## PROBLEM
State how many lines in the records below contain the string "grass", matching case exactly, and give only that number.

## SOURCE RECORDS
------------
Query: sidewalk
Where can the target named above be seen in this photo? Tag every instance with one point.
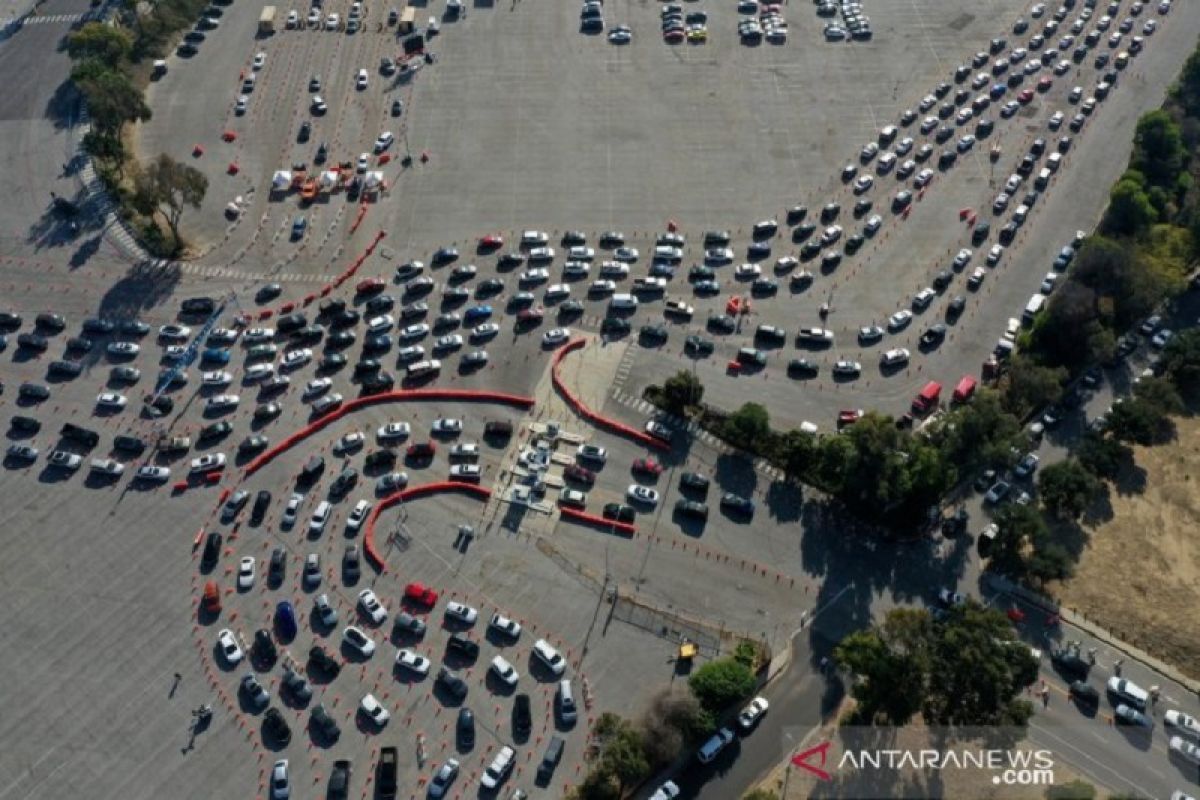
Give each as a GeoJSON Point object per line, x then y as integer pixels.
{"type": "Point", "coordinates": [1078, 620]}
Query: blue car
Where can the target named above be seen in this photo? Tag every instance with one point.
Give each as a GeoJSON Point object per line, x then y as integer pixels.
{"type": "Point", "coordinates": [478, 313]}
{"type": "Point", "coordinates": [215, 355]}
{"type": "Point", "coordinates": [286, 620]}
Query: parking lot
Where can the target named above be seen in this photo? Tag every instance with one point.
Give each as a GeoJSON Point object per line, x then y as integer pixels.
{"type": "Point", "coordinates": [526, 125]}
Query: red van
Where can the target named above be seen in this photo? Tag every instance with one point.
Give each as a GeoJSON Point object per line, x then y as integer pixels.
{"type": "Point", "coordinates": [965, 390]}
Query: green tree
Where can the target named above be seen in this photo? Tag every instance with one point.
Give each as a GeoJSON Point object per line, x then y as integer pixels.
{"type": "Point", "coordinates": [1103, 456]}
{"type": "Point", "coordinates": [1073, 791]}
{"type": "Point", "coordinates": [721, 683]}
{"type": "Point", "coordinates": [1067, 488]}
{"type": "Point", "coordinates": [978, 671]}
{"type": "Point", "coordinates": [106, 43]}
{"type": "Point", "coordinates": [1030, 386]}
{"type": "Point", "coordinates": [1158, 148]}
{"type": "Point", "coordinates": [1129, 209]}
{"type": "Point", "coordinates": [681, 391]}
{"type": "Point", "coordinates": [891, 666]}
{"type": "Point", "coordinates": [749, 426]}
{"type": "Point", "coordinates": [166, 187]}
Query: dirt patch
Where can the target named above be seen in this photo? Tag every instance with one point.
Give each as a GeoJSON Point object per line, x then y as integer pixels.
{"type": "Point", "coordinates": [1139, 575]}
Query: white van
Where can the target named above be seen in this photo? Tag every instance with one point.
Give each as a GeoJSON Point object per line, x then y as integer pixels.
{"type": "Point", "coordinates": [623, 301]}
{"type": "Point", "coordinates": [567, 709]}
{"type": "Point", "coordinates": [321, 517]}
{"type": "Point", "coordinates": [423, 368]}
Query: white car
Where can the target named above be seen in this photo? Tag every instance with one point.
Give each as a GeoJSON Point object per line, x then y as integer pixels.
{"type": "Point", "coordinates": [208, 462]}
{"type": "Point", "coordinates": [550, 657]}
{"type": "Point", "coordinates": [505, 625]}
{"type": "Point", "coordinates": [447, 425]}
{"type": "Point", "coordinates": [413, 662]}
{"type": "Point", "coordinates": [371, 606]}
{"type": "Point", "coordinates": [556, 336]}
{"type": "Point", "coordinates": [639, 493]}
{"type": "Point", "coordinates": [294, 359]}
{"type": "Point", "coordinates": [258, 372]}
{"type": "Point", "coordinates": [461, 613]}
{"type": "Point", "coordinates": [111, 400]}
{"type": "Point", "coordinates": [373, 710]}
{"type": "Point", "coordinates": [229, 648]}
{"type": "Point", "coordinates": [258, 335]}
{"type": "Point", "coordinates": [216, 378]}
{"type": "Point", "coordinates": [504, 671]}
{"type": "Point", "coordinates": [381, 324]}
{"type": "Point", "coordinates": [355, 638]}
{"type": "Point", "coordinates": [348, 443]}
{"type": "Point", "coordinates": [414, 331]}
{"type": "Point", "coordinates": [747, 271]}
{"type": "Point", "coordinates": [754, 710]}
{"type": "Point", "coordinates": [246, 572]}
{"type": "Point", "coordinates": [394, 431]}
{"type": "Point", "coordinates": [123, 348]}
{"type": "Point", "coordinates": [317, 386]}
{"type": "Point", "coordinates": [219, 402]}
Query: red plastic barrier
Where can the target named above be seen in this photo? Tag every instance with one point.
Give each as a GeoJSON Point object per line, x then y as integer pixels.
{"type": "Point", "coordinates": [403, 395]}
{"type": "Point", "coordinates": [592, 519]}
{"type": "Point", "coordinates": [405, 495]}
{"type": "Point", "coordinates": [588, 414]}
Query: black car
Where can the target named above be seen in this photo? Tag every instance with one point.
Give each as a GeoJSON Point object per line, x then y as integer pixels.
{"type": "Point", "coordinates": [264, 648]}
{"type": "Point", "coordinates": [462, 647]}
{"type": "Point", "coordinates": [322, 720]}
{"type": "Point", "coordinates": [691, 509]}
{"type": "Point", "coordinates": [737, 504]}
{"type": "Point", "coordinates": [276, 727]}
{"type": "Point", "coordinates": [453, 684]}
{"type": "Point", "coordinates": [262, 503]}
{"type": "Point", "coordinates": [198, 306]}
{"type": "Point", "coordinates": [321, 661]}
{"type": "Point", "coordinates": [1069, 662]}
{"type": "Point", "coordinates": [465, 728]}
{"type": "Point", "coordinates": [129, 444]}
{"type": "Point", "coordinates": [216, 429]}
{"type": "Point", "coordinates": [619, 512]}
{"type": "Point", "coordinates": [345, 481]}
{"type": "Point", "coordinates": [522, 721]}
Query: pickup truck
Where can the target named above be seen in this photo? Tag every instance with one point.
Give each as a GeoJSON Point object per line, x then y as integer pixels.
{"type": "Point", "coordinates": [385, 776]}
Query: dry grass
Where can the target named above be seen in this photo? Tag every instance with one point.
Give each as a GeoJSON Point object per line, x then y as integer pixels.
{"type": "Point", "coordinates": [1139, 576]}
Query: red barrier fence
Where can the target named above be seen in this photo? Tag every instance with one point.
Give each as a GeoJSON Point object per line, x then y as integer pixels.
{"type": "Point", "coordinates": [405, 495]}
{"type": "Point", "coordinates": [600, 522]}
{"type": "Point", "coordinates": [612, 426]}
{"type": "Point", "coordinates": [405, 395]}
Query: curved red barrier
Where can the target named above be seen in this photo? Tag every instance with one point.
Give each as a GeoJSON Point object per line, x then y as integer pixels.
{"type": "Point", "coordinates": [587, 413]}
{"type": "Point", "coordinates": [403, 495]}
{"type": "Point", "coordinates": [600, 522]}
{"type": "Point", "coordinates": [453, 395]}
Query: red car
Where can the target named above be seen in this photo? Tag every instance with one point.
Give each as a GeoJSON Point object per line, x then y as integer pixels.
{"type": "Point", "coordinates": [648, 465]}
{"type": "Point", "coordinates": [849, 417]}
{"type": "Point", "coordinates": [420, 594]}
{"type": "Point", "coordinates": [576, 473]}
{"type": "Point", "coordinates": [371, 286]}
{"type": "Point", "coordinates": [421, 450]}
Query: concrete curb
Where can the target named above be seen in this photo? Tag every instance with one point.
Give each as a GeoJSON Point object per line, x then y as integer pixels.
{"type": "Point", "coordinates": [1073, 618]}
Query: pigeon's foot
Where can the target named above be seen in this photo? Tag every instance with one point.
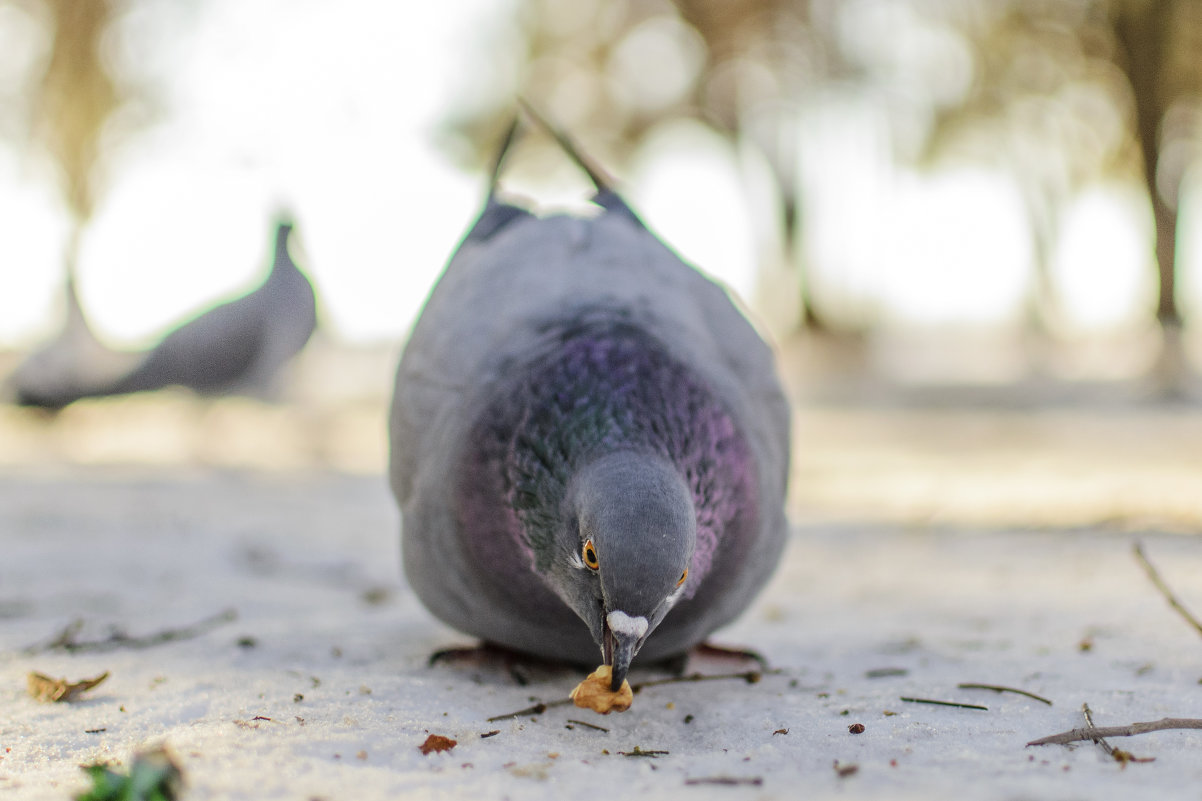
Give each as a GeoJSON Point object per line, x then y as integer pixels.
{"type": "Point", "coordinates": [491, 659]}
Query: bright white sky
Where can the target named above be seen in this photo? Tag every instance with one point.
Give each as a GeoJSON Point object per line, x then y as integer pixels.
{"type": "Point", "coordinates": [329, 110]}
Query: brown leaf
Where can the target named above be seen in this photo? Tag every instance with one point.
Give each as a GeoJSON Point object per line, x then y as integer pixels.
------------
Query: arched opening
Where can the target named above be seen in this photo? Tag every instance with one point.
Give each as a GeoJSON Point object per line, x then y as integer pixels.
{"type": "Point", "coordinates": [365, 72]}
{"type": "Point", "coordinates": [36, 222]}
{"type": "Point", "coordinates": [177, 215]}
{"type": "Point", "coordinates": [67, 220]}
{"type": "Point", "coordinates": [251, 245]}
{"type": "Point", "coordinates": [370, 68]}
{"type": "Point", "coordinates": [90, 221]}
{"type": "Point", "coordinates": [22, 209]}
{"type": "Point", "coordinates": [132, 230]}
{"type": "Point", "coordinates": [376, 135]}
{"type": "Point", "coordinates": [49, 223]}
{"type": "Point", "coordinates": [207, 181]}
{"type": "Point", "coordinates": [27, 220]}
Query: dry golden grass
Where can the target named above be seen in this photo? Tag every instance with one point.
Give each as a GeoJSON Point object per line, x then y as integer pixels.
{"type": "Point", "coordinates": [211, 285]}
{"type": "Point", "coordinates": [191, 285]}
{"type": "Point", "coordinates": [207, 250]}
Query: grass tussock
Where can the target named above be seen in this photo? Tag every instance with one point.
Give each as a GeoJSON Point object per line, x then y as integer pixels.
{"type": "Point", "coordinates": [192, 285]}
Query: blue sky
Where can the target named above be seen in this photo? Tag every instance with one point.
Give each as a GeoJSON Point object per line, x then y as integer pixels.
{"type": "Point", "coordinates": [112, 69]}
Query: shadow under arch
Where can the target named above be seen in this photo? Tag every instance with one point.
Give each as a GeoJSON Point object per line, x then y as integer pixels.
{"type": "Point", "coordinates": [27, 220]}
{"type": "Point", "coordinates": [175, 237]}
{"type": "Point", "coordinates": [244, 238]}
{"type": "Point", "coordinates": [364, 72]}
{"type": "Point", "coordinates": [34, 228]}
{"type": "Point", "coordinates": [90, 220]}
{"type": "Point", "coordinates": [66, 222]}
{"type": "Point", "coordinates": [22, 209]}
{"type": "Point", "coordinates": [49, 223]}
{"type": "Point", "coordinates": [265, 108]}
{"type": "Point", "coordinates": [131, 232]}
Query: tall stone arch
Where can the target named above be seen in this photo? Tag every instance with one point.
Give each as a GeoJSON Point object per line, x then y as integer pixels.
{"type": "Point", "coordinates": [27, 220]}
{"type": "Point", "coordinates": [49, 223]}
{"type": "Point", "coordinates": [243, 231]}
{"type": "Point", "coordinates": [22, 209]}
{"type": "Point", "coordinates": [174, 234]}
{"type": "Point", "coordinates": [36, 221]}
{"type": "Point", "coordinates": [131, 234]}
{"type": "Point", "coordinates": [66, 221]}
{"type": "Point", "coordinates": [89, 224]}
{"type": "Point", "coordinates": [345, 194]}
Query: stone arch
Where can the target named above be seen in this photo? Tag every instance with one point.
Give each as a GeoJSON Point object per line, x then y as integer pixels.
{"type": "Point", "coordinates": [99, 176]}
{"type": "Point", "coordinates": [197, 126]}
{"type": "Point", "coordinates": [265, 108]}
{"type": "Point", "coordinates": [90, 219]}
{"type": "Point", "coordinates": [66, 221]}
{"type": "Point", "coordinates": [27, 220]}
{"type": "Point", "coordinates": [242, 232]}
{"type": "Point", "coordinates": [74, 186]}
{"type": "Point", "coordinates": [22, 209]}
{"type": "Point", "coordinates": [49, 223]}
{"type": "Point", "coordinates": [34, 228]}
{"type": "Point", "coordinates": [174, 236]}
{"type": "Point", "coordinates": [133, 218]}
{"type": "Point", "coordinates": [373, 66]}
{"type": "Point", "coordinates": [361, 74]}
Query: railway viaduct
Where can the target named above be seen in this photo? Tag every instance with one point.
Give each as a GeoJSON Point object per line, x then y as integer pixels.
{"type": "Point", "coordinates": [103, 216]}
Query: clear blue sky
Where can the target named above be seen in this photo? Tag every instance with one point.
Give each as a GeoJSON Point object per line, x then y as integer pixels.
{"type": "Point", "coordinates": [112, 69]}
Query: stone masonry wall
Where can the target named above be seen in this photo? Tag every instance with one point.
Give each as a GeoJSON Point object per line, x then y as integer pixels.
------------
## FINISHED TASK
3